Source extract

— Begin —

In his piece, Matthews used aggregate rhythms and was able to layer different patterns on top of one another to explore and develop his sound.

“I’m really interested in the spread of sound,” Matthews said.” Combinations of all six players together make really interesting back and forth complex textures with rhythms that aren’t really that complex, but because they are split up between so many people and different instruments, it makes it sound really rich.”

Senior Eli Chambers was another student who demonstrated his works in the showcase. One of his pieces, aptly titled “To Narcissus,” was modeled after the Greek mythological story of Echo, a wood nymph who falls in love with Narcissus, a man obsessed with himself.

In his piano solo, “there’s an echo on the piano representative of the character,” which is achieved through a computer-enabled delay.

“I had a microphone running through a program called ‘Digital Performer’ on a laptop, and it goes straight from the laptop to the speakers,” Chambers said. “I programmed both delays to very specific times so that they created the exact rhythm. One of them was at .5 seconds and the other one was at .72 seconds, so it’s very specific. If I’m playing in time, it builds up this really pulsing kind of thing and if I’m playing out of time, whether on purpose or otherwise, it creates this really washy kind of effect.”

— End —

Provided material
— Begin —

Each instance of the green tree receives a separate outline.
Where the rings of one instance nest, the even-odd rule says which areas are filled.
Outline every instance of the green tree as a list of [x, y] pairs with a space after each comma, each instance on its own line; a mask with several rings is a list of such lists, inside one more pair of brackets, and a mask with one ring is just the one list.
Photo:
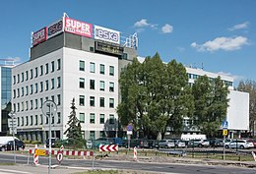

— End —

Work to do
(1) In the showcase article, substitute "six musicians" for "six players": begin at the words "In his piece, Matthews" and stop after "obsessed with himself.".
(2) Write the next part of the showcase article, picking up after its final sentence.
This data has no connection to the showcase article.

Replies
(1)
In his piece, Matthews used aggregate rhythms and was able to layer different patterns on top of one another to explore and develop his sound.

“I’m really interested in the spread of sound,” Matthews said.” Combinations of all six musicians together make really interesting back and forth complex textures with rhythms that aren’t really that complex, but because they are split up between so many people and different instruments, it makes it sound really rich.”

Senior Eli Chambers was another student who demonstrated his works in the showcase. One of his pieces, aptly titled “To Narcissus,” was modeled after the Greek mythological story of Echo, a wood nymph who falls in love with Narcissus, a man obsessed with himself.

(2)
He also made a last minute change a day before the performance to add an innovative ending incorporating the inside of the piano.

“I started off with the sustain pedal down [and] I was just kind of rubbing the pads with my fingers across the low end…and then running my fingers over the pegs and eventually…I found out that if it’s really quiet, it almost sounds like wind chimes.”

And as the audience listened to the resonance of the fading music until it disappeared, all 10 pieces created a medley of music, some sharp and jagged while others smooth and graceful, like drops of water in a puddle, morphing together to create a whole.